** Opening EXCERPT PROVIDED block **

Rapture and Columbia are two sides of the same coin. Rapture is the tails, sunk beneath the surface, dark in its depths. Columbia is the heads, floating up above the clouds, burning with the fire of prophecy. They are both cities built on the promise of a new life, transcending those led by the world above/below. And their downfalls can be plotted on the same chart.

Rapture is the creation of Andrew Ryan – the visionary free-marketeer conceptualising a place for the individual. Its chosen location is underneath the ocean, completely self-sufficient and separate from the wider world above. The geographical separation is a deliberate one – it physically removes the people of Rapture from external influences that may impact on their ideals, and symbolises the belief that their ideals are different and can be self-sustaining. Of course, as Jack and we discover upon arrival, the ideological foundations Rapture is built on are fragile, and that the separatist mindset that Rapture residents value is in actuality the fundaments of the perfect prison.

Columbia is the creation of Zachary Hale Comstock – the visionary prophet conceptualising a place for the pure. Its chosen location is above the clouds, completely self-sufficient and separate from the wider world below. The geographical separation is a deliberate one – it physically removes the people of Columbia from external influences that may impact their beliefs, and symbolises the idea that their beliefs are correct and can sustain a society. As Booker and we discover on arrival, the city has no physical foundations, however the society seems to be working just perfectly. As time progresses and we experience more of Columbia, we discover that the ideological foundations Columbia is built on are fragile, and cruel, and the purist mindset that Columbia’s residents value is in actuality the fundaments of the perfect prison.

The Prophet and Columbia.

The Prophet and Columbia.

While the cities are essentially the same in their conception – the isolated haven for the ideologically alike – we encounter the cities during different stages of life. Columbia is very much a living city – full of vibrant life and, for all intents and purposes, normal citizens. Rapture is in its violent death throes – decayed and destroyed.

Rapture is in an advanced state of putrefaction. The downfall has come and gone, and only the dregs of the decimated citizenry remain. We are almost immediately introduced to the horrors of the city – a splicer tears apart a helpless man in front of our eyes, before we even set foot on (relatively) dry floor. We quickly discover that Rapture is drowning. Leaks have sprung, doors have burst, cracks have appeared. The physical city is falling to pieces. Just like its occupants. We encounter the violent, insane remnants of a once-proud people – the most vicious, powerful, selfish of the residents of Rapture. There has been civil war – the forces of Fontaine versus the supporters of Ryan versus the general populace. The war has ended, and all that is left are those who fight for their lives for guns and ADAM. Warlords have carved out niches – J. S. Steinman, Sander Cohen, Frank Fontaine, Andrew Ryan, even Brigid Tenenbaum – but splicers have little allegiance and minimal loyalty. Instead, they follow the strongest when it benefits them to do so, and they fight amongst each other for favour – the ADAM. The city of Rapture was past its prime some time ago, and is well on its way to ultimate oblivion when we and Jack enter it.

** Closing EXCERPT PROVIDED block **
** Opening PROVIDED DATA block **

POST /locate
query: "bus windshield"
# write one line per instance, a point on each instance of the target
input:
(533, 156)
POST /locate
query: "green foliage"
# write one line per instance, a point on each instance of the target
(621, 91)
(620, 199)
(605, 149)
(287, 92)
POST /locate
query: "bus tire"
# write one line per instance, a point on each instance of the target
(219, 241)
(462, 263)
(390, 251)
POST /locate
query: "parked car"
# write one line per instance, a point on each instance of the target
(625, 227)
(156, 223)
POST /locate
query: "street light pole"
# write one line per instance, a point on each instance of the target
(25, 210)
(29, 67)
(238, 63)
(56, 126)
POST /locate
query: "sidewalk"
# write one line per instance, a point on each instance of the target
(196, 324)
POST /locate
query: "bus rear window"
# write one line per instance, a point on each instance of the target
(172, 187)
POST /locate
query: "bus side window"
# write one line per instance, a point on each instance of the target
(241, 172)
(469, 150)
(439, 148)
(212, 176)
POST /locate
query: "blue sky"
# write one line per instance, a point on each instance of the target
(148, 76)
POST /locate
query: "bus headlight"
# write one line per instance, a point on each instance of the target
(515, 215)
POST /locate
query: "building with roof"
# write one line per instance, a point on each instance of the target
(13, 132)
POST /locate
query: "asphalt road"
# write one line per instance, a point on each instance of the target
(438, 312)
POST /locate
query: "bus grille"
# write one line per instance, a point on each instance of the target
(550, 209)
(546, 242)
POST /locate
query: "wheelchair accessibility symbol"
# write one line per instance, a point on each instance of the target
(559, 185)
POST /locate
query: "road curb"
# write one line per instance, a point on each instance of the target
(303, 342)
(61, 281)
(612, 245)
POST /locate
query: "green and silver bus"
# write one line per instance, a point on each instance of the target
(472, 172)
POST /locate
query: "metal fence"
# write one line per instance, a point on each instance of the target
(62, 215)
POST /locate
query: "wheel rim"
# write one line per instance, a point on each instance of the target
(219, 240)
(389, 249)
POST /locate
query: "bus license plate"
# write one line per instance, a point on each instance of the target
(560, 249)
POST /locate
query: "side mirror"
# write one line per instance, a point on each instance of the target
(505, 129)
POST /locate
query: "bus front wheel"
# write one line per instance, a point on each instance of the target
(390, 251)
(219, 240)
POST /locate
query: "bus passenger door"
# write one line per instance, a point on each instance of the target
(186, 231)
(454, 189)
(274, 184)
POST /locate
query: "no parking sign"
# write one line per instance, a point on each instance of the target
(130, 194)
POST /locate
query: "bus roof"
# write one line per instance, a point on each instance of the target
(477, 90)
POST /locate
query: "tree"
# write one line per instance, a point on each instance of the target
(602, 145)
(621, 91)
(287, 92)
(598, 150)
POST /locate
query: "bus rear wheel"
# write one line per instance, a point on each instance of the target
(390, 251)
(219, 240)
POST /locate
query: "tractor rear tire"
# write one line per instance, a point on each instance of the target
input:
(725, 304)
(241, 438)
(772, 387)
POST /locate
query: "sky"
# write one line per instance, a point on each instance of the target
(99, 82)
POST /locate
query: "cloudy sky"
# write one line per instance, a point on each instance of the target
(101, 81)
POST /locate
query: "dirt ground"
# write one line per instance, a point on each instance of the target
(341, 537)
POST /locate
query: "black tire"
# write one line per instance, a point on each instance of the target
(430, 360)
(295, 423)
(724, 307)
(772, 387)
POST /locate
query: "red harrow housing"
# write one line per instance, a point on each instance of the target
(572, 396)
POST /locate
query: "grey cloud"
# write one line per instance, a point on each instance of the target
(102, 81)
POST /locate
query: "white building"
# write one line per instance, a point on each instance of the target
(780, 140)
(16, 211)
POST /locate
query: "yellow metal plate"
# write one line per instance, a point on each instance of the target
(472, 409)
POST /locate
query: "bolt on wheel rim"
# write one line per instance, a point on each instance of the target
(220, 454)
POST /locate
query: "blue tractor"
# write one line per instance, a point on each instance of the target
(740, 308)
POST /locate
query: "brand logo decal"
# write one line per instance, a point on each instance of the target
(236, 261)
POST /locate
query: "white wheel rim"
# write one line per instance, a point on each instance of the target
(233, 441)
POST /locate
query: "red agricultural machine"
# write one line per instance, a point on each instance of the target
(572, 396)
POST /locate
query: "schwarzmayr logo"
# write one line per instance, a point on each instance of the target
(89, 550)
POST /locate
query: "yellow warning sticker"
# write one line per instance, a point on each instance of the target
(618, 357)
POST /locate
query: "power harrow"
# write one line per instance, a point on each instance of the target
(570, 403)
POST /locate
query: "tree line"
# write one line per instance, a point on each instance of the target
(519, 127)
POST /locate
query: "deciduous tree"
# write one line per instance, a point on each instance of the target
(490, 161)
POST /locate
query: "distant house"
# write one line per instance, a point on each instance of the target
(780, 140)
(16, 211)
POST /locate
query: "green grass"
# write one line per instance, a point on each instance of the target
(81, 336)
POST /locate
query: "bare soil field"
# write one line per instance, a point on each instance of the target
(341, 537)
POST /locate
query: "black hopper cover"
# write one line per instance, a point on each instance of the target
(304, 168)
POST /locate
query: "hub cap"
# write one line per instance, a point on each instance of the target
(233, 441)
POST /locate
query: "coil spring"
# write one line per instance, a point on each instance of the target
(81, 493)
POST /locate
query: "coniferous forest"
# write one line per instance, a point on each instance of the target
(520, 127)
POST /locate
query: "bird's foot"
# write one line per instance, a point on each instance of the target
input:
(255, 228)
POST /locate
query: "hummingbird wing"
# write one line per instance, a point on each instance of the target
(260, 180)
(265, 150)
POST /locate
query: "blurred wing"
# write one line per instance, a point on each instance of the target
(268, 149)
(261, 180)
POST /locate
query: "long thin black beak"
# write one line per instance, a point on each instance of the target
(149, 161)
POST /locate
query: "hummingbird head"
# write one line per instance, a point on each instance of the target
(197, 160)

** Closing PROVIDED DATA block **

▶ **ASSIGNED TASK 1**:
Answer these questions from the excerpt on Rapture and Columbia.
(a) Who created Rapture?
(b) Where is Columbia located?
(c) What do the splicers fight amongst each other for?
▶ **ASSIGNED TASK 2**:
Decide whether each statement agrees with the excerpt on Rapture and Columbia, and support each answer with a quotation.
(a) Columbia is the creation of Andrew Ryan.
(b) Rapture is encountered as a living city full of vibrant life.
(c) The civil war in Rapture is over.
▶ **ASSIGNED TASK 3**:
Reproduce everything in the excerpt on Rapture and Columbia from "While the cities" down to "decayed and destroyed.".

▶ **WRITTEN RESPONSE 1**:
(a) Andrew Ryan
(b) Above the clouds
(c) Favour, namely the ADAM

▶ **WRITTEN RESPONSE 2**:
(a) No: "Columbia is the creation of Zachary Hale Comstock"
(b) No: "Rapture is in its violent death throes – decayed and destroyed."
(c) Yes: "The war has ended"

▶ **WRITTEN RESPONSE 3**:
While the cities are essentially the same in their conception – the isolated haven for the ideologically alike – we encounter the cities during different stages of life. Columbia is very much a living city – full of vibrant life and, for all intents and purposes, normal citizens. Rapture is in its violent death throes – decayed and destroyed.